(Provided records begins)
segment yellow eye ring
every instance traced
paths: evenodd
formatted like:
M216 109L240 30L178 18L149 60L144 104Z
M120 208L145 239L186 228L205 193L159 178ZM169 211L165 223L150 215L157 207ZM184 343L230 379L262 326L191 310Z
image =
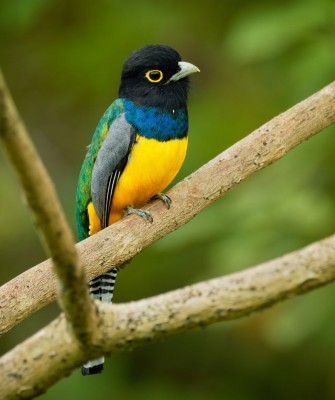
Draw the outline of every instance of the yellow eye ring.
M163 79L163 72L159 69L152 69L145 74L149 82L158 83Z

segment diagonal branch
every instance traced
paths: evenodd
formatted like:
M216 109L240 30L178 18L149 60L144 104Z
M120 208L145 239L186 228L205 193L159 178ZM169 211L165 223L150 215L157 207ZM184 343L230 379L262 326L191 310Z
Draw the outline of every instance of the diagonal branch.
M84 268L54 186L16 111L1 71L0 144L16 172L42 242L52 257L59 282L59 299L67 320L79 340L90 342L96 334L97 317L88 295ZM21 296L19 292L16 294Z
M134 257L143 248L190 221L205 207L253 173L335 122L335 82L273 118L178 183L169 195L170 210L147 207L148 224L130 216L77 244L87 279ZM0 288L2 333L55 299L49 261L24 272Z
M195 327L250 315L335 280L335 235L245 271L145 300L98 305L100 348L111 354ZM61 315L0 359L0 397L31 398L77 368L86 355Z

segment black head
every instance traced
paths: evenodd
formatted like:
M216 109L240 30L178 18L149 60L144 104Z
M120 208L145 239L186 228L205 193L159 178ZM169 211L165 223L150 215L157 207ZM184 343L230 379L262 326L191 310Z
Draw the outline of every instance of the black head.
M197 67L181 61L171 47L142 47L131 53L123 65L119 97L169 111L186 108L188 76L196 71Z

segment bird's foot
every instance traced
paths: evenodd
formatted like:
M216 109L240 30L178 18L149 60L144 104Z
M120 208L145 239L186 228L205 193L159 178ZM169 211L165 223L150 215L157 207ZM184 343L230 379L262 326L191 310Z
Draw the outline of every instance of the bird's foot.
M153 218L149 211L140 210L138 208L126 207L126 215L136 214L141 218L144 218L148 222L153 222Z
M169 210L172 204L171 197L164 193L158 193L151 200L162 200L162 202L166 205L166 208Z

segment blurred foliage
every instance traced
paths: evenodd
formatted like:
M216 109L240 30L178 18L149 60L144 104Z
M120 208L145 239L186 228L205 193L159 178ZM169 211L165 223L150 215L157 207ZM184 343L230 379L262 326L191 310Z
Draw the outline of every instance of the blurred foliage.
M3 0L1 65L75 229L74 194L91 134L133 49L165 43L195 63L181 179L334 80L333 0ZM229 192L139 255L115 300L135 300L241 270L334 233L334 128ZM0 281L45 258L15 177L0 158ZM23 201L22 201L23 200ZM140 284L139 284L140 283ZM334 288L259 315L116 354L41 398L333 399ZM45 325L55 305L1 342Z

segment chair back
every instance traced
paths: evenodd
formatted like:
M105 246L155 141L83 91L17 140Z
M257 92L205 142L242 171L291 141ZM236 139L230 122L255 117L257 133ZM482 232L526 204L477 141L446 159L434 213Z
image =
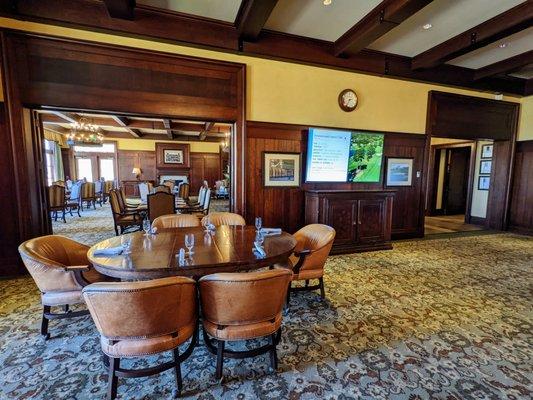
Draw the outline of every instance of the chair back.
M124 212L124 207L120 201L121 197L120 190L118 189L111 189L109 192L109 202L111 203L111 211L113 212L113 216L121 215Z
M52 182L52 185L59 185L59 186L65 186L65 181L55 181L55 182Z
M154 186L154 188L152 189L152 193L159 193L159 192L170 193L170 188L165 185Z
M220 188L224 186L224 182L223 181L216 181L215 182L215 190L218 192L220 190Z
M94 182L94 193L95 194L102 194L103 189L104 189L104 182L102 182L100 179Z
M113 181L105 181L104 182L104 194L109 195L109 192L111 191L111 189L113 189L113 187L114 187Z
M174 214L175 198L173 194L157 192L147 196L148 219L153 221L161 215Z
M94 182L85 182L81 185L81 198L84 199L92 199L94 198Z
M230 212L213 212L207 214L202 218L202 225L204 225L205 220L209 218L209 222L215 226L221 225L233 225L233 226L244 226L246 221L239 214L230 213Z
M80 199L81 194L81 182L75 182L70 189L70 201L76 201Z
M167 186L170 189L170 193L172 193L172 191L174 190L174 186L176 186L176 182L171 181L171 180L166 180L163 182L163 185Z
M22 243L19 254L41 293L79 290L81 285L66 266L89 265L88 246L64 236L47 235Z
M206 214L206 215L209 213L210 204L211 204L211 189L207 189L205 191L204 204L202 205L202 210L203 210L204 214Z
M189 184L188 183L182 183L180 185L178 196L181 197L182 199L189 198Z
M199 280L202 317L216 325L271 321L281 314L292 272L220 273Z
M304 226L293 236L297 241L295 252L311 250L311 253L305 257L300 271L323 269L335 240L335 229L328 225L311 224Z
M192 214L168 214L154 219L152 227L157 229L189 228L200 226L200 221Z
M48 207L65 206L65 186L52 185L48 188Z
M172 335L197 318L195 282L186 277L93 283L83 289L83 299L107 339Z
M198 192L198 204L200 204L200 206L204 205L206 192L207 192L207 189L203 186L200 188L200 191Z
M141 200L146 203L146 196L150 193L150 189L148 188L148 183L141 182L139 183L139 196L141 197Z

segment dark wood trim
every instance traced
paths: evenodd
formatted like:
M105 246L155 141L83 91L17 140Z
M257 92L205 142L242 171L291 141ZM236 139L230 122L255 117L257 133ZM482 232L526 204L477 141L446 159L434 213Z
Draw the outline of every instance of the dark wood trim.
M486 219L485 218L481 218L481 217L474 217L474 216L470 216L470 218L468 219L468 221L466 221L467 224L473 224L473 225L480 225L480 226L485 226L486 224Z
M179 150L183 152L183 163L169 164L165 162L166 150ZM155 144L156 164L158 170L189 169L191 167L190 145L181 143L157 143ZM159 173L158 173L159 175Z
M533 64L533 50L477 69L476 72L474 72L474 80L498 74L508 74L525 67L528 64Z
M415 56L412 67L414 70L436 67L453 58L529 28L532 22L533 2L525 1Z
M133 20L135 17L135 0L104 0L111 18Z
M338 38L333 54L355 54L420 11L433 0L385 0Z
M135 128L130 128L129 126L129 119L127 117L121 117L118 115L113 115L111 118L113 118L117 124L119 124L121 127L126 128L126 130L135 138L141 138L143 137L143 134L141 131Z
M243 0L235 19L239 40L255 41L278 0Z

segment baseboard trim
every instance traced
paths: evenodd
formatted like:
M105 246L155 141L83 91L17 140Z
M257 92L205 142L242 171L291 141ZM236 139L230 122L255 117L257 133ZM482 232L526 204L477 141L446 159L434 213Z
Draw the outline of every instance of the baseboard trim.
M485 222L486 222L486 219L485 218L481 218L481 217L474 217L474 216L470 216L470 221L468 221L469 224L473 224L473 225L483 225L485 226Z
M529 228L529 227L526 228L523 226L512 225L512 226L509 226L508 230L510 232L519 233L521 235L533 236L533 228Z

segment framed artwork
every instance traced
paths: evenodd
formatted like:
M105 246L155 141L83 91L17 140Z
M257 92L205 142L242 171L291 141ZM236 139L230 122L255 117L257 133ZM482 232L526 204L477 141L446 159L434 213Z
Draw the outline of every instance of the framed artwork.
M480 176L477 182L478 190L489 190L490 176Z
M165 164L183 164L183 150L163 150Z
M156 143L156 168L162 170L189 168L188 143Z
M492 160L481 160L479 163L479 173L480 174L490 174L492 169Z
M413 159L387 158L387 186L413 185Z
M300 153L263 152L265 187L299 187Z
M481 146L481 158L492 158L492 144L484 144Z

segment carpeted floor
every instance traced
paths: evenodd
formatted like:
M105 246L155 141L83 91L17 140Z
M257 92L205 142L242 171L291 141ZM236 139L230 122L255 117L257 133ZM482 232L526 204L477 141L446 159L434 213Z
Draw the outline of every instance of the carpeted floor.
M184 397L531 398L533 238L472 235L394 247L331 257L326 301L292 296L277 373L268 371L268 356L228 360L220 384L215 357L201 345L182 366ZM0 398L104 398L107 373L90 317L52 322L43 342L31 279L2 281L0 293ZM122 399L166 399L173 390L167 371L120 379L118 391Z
(Provided records ends)
# Task item
Wherever a line of the entries holds the string "segment", copy that line.

# Output of the task
segment yellow eye ring
segment diagonal branch
segment black head
segment bird's foot
segment blurred foliage
segment chair back
segment dark wood trim
segment baseboard trim
segment framed artwork
segment carpeted floor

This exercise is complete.